Records contained in a dataset

= Beginning of Section =

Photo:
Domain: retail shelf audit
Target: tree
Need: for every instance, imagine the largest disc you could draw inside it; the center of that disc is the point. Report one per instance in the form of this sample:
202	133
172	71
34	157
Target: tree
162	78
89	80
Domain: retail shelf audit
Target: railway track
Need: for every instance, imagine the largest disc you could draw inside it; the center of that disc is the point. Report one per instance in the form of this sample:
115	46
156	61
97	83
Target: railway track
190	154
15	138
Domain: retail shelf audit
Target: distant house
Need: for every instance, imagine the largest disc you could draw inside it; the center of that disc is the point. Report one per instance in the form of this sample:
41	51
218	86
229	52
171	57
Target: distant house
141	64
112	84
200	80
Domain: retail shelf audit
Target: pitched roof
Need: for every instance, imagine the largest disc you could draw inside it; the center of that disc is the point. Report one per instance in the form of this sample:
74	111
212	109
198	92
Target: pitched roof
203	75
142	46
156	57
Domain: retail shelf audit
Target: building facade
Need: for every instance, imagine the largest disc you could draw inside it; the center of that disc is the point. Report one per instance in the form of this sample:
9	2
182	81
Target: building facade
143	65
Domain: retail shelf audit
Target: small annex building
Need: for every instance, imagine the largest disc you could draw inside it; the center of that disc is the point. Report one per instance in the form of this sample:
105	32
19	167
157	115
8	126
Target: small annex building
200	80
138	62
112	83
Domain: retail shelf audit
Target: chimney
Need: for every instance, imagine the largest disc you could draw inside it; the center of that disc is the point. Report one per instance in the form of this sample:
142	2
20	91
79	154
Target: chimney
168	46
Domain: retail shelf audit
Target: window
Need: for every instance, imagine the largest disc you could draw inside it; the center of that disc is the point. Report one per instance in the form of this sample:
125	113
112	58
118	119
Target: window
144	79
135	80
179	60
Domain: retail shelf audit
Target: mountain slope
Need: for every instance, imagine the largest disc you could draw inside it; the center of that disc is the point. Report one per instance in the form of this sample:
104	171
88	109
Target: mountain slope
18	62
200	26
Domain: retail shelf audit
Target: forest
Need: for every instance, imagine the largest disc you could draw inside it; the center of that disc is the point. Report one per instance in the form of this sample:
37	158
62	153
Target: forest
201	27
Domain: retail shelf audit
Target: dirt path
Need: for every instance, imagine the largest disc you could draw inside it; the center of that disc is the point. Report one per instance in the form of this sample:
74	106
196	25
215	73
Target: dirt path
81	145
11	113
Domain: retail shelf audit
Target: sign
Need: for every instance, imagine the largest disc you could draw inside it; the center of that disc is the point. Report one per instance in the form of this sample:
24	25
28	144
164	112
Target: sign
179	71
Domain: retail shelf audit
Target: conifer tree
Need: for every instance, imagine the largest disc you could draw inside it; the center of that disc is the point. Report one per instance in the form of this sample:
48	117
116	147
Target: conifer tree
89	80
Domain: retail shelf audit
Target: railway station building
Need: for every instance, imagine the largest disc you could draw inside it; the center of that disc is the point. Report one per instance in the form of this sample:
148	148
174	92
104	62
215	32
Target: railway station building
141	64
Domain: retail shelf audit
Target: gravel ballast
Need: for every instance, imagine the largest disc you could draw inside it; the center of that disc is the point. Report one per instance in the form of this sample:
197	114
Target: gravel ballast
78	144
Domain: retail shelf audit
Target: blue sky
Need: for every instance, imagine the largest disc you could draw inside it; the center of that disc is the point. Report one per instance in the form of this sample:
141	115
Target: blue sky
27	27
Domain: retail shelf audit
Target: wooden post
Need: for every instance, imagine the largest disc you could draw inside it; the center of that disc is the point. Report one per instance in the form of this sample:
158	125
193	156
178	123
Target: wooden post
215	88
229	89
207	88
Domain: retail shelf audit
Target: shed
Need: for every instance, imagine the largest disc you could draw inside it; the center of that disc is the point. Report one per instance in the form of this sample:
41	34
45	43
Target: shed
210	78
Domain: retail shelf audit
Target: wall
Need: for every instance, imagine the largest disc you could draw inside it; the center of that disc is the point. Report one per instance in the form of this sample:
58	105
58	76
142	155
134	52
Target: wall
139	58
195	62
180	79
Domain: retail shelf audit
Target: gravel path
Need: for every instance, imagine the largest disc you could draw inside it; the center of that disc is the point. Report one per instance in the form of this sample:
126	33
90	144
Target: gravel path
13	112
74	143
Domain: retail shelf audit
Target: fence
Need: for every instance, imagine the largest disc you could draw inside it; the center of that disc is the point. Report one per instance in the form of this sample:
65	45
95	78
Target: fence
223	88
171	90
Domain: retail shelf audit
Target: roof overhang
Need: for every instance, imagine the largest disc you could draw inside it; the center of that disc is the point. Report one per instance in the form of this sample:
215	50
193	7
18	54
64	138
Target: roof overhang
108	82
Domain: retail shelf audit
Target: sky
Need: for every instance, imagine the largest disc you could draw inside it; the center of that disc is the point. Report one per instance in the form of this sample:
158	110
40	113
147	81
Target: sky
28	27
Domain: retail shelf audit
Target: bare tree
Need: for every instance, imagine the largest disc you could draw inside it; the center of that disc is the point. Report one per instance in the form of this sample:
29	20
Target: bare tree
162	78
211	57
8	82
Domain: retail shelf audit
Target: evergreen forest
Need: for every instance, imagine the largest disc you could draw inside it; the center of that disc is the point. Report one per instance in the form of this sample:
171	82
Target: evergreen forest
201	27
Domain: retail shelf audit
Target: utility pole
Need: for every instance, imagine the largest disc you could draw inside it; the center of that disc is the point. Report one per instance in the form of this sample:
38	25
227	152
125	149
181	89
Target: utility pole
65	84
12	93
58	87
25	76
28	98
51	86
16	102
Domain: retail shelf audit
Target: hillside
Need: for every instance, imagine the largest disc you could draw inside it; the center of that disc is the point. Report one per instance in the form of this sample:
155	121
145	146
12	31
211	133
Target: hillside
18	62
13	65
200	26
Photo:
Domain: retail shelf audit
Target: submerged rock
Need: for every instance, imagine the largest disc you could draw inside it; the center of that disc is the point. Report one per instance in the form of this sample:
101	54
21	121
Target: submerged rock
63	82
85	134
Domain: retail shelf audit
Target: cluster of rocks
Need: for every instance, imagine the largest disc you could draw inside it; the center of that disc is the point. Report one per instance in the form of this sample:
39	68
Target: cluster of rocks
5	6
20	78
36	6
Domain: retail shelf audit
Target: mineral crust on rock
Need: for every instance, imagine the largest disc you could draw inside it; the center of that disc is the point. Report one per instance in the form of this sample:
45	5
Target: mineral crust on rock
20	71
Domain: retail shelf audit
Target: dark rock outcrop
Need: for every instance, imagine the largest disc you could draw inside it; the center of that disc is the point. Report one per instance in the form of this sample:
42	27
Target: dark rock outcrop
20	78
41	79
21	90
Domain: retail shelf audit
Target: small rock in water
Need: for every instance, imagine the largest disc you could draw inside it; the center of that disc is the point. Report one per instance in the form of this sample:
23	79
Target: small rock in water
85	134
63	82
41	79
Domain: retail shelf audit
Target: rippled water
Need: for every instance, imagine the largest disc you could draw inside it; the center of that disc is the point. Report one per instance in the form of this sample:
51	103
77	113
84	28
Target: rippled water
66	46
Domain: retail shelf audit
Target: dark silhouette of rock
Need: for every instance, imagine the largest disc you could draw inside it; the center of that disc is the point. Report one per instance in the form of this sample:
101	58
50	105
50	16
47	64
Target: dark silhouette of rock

= End of Section =

#### Task statement:
Give back all of the data above without any alteration.

#### Output for this exercise:
Photo:
Domain: retail shelf audit
Target: tree
Need: for every instance, imagine the largest disc you could draw inside it; the center of that disc is the point. Report one per instance in the form of this sample:
202	133
172	71
34	157
Target: tree
162	78
89	80
Domain: retail shelf audit
Target: railway track
Need: for every instance, imagine the largest disc you could draw inside it; the center of that disc is the point. Report one per instance in the form of this sample:
115	46
156	61
97	83
Target: railway track
190	154
15	138
Domain: retail shelf audit
Target: distant house
Need: for every instance, imagine the largest disc you could draw inside it; the center of that disc is the point. Report one per instance in the form of this sample:
41	51
218	86
229	52
171	57
Target: distant house
141	64
112	84
200	80
Domain: retail shelf audit
Target: pitched roof
Need: for every instance, imagine the largest disc you could draw inside it; the center of that disc is the point. Report one per instance in the form of this sample:
74	111
212	109
198	92
Target: pitched roof
203	75
142	46
156	57
Domain: retail shelf audit
Target: building facade
Need: for every instance, imagine the largest disc you could draw inside it; the center of that disc is the point. Report one per instance in the form of this sample:
9	2
182	81
Target: building facade
143	65
Domain: retail shelf audit
Target: small annex building
Need: for every instance, imagine the largest disc you could draw inside it; the center of that disc is the point. Report one per instance in the form of this sample:
105	32
19	167
157	115
8	126
Target: small annex building
200	80
138	62
112	83
Domain: retail shelf audit
Target: chimney
Need: for every instance, imagine the largest disc you could draw inside it; the center of that disc is the point. Report one per instance in the form of this sample:
142	2
20	91
79	154
Target: chimney
168	46
Domain: retail shelf audit
Target: window
Need: for every instance, imagine the largest disc you could draw inside it; the center of that disc is the point. Report one per instance in the form of this sample:
125	113
112	58
118	119
Target: window
144	79
135	80
179	60
Domain: retail shelf audit
Target: mountain slope
Need: for every instance, imagine the largest disc you could draw inside it; the center of that disc is the point. Report one per instance in the form of this sample:
104	171
88	109
Target: mountain slope
18	62
200	26
Domain: retail shelf audit
Target: forest
Need: for every instance, imagine the largest disc you could draw inside it; the center of that disc is the point. Report one per instance in the form of this sample:
37	158
62	153
Target: forest
201	27
Domain: retail shelf audit
Target: dirt path
Need: for every instance, imagine the largest disc you could draw inside it; the center of that disc is the point. Report one per instance in the form of this sample:
74	106
196	25
215	73
Target: dirt path
81	145
11	113
Domain: retail shelf audit
Target: sign
Need: for every instance, imagine the largest disc you could draw inside it; the center of that disc is the point. Report one per instance in the form of this sample:
24	25
28	144
164	112
Target: sign
179	71
Domain: retail shelf audit
Target: conifer tree
Need: for every instance, imagine the largest disc you could draw inside it; the center of that disc is the point. Report one per instance in the form of this sample:
48	117
116	147
Target: conifer tree
89	80
Domain: retail shelf audit
Target: railway station building
Need: for every instance, imagine the largest disc you could draw inside it; the center of that disc is the point. Report one per instance in the form of this sample:
148	148
174	92
104	62
215	32
Target: railway station building
141	64
Domain: retail shelf audit
Target: gravel ballast
Need: for every instance, imagine the largest disc you could draw inside it; the center of that disc is the point. Report one per instance in the form of this sample:
197	114
Target: gravel ballast
78	144
Domain: retail shelf audit
Target: blue sky
Need: for every instance, imagine the largest disc you could draw inside it; the center of that disc is the point. Report one per instance in the form of this sample:
141	115
Target: blue sky
27	27
Domain: retail shelf audit
Target: wooden post
Need: for every instance, imagine the largest disc you could draw inside it; the center of that disc is the point. Report one per instance in the form of this sample:
158	125
193	156
178	123
Target: wooden post
215	88
229	89
207	88
Domain: retail shelf audit
Target: shed
Need: for every instance, imagine the largest disc you could draw inside it; the center of that disc is the point. Report one per instance in the form of this sample:
41	34
45	43
Target: shed
210	78
Domain: retail shelf audit
Target: wall
Need: for every instance, imagine the largest disc you could draw inside it; the center of that disc is the point. Report one per instance in the form of this sample:
58	105
58	76
142	155
134	52
Target: wall
139	58
195	62
180	79
Domain: retail shelf audit
Target: gravel path
Need: for every instance, imagine the largest disc you could draw inside it; the center of that disc is the point. Report one per instance in the form of this sample:
126	33
90	144
Target: gravel path
13	112
74	143
Domain: retail shelf audit
Target: fence
Need: for every instance, imagine the largest disc you could draw inside it; the center of that disc is the point. Report one per instance in the form of this sample:
65	45
95	78
Target: fence
223	88
171	90
Domain: retail shelf audit
Target: roof overhang
Need: for every instance, imagine the largest disc you could draw inside it; the center of that disc is the point. Report one per instance in the form of this sample:
215	50
193	7
18	54
64	138
Target: roof overhang
108	82
Domain: retail shelf audit
Target: sky
Need: for every instance, imagine the largest disc you could draw inside it; the center of that disc is the point. Report one per instance in the form of this sample:
158	110
40	113
147	81
Target: sky
28	27
Domain: retail shelf audit
Target: bare tree
Need: for every instance, imagine the largest disc you could draw inside it; the center of that disc is the point. Report one per instance in the form of this sample:
29	20
Target: bare tree
162	78
211	57
8	82
Domain: retail shelf audit
Target: evergreen forest
Need: for every instance, imagine the largest disc you could draw inside it; the center of that disc is the point. Report one per instance in the form of this sample:
171	82
Target: evergreen forest
201	27
Domain: retail shelf audit
Target: utility pole
Need: for every instance, imagine the largest disc you could draw inside it; the center of that disc is the point. Report one per instance in the form of this sample:
38	25
227	152
125	149
181	89
Target: utility pole
65	84
12	93
58	87
25	76
28	98
51	86
16	102
Domain: retail shelf audit
Target: hillside
Need: for every instance, imagine the largest disc you could draw inside it; the center of that disc is the point. Report one per instance in the form of this sample:
155	121
145	146
12	31
211	133
Target: hillside
18	62
13	65
200	26
Photo:
Domain: retail shelf audit
Target: submerged rock
Need: for every instance, imagine the largest disc you could draw inside it; the center of that disc is the point. Report one per instance in the form of this sample:
101	54
21	121
Target: submerged rock
63	82
85	134
Domain: retail shelf audit
Target: cluster of rocks
Need: for every instance, imagine the largest disc you could draw inside it; the center of that disc is the point. Report one per instance in the form of this sample:
39	68
Target: cluster of rocks
5	6
20	78
36	6
Domain: retail shelf audit
Target: mineral crust on rock
Need: for every instance, imagine the largest disc you could draw inside it; the center of that disc is the point. Report one per instance in the form of this sample:
45	5
Target: mineral crust on rock
20	71
Domain: retail shelf audit
Target: dark rock outcrop
Need: for every instance, imagine the largest disc you could draw inside it; the center of that disc is the point. Report one per instance in the form of this sample:
42	27
Target: dark rock outcrop
20	78
41	79
21	90
Domain: retail shelf audit
Target: small rock in water
Need: for every instance, imagine the largest disc you could draw inside it; the center of that disc is the point. Report one per instance in the form of this sample:
23	79
Target: small rock in water
85	134
63	82
41	79
Domain: retail shelf audit
Target: rippled water
Need: for every instance, imagine the largest disc you could draw inside it; the center of that disc is the point. Report one per instance in the form of this sample:
51	103
77	113
84	28
Target: rippled water
66	46
Domain: retail shelf audit
Target: dark silhouette of rock
Need: for every instance, imagine the largest disc you could draw inside it; the center of that disc is the point. Report one per instance in the form of this sample:
101	58
50	105
50	16
47	64
Target: dark silhouette of rock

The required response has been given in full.